* [Stated goal] Copy out only those lines running from the line with "written like (318,123)." to the end of the listing, keeping each one exactly as it is.

* [Supplied records]
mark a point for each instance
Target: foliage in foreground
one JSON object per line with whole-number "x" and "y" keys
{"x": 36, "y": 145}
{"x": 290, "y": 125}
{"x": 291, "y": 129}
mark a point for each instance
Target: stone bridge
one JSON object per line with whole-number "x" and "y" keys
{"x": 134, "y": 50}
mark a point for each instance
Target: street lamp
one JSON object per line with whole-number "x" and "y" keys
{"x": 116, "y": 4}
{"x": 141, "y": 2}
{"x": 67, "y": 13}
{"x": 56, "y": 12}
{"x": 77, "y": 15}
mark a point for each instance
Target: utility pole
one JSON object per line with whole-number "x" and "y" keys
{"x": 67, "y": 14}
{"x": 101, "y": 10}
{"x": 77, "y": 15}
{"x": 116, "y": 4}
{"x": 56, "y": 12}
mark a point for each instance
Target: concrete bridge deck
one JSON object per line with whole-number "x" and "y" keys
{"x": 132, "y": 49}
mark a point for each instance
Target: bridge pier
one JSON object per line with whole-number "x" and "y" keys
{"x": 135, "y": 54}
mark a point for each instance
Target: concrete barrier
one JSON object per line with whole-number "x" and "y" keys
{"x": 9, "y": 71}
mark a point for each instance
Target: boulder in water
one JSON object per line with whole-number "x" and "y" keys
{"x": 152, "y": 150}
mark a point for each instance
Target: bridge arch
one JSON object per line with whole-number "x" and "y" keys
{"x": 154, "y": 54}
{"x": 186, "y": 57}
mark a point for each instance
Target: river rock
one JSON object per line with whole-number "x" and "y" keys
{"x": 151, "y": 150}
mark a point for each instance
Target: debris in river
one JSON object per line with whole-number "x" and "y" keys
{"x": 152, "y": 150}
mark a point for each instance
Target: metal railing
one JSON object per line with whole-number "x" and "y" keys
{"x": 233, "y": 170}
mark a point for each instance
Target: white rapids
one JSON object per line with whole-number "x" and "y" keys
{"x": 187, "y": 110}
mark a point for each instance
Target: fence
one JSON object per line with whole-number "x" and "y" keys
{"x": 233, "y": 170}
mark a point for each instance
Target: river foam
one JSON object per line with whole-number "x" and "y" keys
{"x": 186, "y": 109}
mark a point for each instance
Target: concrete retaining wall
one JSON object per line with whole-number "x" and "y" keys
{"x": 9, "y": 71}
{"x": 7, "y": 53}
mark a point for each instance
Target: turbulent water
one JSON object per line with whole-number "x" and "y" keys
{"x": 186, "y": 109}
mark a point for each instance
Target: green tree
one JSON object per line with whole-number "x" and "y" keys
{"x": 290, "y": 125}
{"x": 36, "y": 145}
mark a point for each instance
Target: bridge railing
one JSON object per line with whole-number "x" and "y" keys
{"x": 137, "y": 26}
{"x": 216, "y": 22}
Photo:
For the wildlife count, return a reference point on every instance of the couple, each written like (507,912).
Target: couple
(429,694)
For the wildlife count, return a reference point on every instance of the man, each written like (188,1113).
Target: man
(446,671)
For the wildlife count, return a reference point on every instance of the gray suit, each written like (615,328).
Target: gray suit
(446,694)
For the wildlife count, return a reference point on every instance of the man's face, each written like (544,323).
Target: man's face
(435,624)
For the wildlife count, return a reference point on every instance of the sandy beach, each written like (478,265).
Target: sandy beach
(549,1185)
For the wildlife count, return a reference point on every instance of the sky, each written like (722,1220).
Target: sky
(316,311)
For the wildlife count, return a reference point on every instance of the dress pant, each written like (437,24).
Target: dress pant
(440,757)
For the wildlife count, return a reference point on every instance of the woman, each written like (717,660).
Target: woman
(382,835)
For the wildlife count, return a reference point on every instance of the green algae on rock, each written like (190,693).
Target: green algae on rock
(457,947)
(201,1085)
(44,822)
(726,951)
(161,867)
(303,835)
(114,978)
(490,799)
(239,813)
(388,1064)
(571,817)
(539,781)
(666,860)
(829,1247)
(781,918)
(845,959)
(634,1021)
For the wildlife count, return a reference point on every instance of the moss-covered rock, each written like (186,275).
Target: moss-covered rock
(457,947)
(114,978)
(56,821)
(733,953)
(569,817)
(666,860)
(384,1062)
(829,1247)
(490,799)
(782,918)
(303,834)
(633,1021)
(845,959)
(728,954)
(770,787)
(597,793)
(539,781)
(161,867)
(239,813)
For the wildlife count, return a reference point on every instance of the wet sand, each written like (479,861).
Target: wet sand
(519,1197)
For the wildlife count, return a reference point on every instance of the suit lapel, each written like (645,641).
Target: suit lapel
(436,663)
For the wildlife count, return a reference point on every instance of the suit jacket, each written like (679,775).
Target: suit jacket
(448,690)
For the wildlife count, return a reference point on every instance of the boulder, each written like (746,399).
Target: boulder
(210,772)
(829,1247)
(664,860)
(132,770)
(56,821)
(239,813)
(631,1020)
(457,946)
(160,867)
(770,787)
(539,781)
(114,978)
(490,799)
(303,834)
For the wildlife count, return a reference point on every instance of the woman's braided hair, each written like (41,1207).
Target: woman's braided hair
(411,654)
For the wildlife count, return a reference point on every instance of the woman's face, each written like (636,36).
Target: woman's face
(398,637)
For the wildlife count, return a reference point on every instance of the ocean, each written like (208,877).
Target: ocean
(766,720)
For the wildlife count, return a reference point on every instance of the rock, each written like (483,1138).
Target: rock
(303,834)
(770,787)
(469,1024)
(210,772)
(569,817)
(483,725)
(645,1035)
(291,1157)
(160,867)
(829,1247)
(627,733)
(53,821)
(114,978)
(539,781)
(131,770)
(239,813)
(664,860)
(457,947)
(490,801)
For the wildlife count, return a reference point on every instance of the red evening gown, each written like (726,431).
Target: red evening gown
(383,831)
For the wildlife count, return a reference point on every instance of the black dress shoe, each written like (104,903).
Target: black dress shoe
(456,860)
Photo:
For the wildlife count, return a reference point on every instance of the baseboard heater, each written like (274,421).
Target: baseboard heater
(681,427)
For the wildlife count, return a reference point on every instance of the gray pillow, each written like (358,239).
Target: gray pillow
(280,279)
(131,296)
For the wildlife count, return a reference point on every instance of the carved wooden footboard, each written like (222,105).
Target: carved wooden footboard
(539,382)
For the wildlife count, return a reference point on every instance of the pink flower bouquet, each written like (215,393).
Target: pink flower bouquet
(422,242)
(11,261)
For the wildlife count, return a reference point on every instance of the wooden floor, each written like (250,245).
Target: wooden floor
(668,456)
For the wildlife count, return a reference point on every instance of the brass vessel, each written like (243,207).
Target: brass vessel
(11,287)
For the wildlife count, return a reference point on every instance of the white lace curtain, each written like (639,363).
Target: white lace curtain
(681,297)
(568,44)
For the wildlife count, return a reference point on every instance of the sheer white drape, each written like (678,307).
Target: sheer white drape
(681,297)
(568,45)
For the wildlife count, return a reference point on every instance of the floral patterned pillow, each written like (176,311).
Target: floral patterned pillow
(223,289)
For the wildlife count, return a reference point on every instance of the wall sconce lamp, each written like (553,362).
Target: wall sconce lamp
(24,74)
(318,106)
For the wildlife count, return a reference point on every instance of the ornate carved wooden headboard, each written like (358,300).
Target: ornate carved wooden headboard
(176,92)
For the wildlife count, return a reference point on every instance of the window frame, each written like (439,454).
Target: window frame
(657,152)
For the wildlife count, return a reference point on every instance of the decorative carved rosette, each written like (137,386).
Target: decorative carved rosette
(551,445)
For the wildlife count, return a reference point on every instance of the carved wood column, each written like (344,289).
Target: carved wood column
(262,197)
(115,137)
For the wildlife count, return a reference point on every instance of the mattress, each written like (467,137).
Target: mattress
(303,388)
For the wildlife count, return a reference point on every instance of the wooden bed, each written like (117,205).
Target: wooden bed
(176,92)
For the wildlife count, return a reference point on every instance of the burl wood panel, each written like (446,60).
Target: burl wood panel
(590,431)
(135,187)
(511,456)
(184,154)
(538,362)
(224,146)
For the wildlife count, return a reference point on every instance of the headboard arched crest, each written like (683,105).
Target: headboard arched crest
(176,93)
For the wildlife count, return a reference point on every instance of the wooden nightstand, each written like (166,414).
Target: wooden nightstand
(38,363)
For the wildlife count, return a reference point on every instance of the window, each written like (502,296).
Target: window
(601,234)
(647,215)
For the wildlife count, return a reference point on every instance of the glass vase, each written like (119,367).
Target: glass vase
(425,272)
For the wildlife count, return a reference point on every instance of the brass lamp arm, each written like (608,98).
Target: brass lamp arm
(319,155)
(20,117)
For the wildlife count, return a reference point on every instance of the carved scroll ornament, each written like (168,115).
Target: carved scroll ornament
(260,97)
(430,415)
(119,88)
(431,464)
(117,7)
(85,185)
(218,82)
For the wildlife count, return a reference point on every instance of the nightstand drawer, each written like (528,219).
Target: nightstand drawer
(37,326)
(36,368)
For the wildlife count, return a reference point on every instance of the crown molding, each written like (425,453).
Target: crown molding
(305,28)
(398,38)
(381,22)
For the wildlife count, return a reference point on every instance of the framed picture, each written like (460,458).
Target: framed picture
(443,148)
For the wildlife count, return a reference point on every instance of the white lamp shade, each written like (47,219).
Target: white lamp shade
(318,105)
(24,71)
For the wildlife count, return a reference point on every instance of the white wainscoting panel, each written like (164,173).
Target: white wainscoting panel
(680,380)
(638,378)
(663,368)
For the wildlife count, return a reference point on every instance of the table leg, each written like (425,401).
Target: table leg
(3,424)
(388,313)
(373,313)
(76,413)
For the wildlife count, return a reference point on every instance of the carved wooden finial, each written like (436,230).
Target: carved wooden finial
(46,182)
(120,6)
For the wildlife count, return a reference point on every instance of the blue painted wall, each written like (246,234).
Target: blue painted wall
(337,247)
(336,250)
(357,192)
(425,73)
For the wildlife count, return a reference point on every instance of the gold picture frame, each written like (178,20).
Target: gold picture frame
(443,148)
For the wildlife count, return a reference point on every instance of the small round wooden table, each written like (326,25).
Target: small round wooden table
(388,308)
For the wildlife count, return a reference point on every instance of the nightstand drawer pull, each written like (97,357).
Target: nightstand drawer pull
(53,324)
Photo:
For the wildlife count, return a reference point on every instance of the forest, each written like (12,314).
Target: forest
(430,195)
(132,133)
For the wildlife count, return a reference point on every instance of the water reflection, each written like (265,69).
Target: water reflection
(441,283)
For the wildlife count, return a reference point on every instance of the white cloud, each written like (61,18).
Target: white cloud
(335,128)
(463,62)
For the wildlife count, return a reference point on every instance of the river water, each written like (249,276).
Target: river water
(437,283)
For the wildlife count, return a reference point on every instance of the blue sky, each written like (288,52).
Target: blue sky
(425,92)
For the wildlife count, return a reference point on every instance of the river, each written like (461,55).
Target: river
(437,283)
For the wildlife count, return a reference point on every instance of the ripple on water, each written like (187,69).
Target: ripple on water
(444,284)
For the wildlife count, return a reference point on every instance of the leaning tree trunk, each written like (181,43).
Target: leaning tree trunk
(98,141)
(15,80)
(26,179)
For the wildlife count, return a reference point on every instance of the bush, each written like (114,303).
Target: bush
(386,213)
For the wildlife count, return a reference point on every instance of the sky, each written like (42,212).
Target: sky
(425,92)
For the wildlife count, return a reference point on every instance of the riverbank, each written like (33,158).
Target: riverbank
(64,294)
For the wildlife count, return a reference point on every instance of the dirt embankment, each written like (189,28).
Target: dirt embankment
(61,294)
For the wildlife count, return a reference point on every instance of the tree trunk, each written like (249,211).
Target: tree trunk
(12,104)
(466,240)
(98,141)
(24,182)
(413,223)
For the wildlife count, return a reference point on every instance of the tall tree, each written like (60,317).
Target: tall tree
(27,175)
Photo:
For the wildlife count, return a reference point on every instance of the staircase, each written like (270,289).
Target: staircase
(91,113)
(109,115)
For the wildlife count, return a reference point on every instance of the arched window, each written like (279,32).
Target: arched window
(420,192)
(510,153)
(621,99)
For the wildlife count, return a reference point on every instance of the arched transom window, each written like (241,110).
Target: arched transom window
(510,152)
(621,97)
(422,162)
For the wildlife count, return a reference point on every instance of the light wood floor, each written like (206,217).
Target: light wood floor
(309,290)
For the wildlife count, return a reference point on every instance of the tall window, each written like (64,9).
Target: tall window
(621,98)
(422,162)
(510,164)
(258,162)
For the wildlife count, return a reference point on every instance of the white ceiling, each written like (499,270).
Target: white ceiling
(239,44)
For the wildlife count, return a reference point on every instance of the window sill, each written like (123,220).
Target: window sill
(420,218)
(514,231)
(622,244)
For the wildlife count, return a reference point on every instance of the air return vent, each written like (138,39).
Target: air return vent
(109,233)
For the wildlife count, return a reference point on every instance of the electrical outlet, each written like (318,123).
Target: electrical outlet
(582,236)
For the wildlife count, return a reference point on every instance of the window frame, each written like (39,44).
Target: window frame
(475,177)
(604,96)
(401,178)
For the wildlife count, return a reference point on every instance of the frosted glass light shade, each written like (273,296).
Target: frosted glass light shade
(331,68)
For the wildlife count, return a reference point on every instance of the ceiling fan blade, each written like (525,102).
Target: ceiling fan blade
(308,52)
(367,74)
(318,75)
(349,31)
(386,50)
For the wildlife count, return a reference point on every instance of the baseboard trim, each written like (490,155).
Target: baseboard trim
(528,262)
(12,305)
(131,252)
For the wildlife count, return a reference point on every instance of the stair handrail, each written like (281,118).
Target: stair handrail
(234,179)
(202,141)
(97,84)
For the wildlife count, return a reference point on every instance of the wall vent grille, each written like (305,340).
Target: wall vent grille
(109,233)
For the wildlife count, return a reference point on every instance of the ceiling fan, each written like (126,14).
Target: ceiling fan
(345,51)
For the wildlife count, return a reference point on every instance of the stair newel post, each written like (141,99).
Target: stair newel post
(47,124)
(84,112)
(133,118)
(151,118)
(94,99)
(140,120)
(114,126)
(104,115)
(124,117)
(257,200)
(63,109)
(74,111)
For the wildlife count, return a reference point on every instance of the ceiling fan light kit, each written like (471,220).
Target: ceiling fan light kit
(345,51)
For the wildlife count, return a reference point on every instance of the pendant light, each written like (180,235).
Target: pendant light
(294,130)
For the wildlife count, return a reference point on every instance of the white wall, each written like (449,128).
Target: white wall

* [Finished exercise]
For the wildlife count, return a reference point on every instance of the electrical outlet, each written like (318,123).
Target: electrical outlet
(582,236)
For the wildlife count, return a reference point on every instance of the window frame, each written like (39,44).
Target: window frame
(475,177)
(604,96)
(401,178)
For the wildlife count, return a reference point on every instance of the frosted glass light shade, each written like (273,296).
Target: frosted glass light shade
(331,68)
For the wildlife count, return a reference point on every instance of the ceiling fan blade, each written like (525,102).
Target: ceiling fan blade
(308,52)
(367,74)
(318,75)
(349,31)
(386,50)
For the wildlife count, return a reference point on every instance of the baseboard trim, each written like (490,155).
Target: baseboard trim
(528,262)
(12,305)
(131,252)
For the wildlife count, return a reference point on every instance of the stair handrail, each written like (281,118).
Target: stair handrail
(234,179)
(202,141)
(97,84)
For the wildlife count, return a reference point on every instance of the wall vent grille, each written like (305,340).
Target: wall vent grille
(109,233)
For the wildlife count, return a reference point on every instance of the ceiling fan, each written like (126,14).
Target: ceiling fan
(345,51)
For the wildlife count, return a reference point on every instance of the stair newel post, each written like (141,99).
Target: stair newel post
(47,124)
(84,112)
(133,118)
(151,118)
(94,99)
(140,120)
(114,126)
(104,115)
(124,117)
(257,200)
(63,109)
(74,111)
For the wildlife count, return a reference point on every instance of the ceiling fan light kit, each written like (471,220).
Target: ceiling fan light kit
(345,51)
For the wildlife count, return a reference point on every instance of the pendant light, each written like (180,235).
Target: pendant light
(294,130)
For the wildlife count, return a reference point on every instance of the white wall, each written like (449,128).
Target: white wall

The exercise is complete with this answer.